Task requirements:
Starting with the line containing "outline green grass" and going on through the line containing "Draw the outline of every instance of the green", write those lines out again with "grass" swapped for "turf" and nothing else changed.

· · ·

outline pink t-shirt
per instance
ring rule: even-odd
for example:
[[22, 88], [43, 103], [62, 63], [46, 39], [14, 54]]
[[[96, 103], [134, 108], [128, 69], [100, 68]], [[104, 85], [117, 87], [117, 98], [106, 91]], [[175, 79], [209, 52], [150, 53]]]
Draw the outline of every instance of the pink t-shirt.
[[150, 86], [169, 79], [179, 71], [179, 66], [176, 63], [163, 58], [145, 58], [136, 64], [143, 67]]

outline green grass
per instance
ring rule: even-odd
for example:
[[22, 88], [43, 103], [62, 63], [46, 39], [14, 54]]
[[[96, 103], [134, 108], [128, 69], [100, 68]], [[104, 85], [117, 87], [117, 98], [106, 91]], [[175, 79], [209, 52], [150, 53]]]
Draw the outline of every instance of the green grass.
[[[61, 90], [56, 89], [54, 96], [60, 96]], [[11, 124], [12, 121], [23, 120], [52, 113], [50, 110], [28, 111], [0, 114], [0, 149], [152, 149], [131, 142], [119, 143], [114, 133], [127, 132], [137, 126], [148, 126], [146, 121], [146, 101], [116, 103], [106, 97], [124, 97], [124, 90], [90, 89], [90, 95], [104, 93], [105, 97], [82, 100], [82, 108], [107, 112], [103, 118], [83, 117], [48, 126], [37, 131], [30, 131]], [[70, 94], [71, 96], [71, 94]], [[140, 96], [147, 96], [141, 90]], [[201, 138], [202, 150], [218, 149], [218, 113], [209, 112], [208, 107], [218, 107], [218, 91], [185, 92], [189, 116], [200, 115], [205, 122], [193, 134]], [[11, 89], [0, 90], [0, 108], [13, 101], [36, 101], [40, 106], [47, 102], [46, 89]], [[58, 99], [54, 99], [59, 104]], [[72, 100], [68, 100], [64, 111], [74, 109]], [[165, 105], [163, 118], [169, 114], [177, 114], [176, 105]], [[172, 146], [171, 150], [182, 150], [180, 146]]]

· · ·

Exercise output:
outline green turf
per instance
ring rule: even-odd
for example:
[[22, 88], [43, 103], [62, 63], [46, 39], [14, 54]]
[[[96, 103], [134, 108], [128, 69], [100, 68]], [[104, 85], [117, 87], [117, 98], [106, 91]], [[175, 79], [209, 52], [150, 53]]]
Draw the outline of every instance of the green turf.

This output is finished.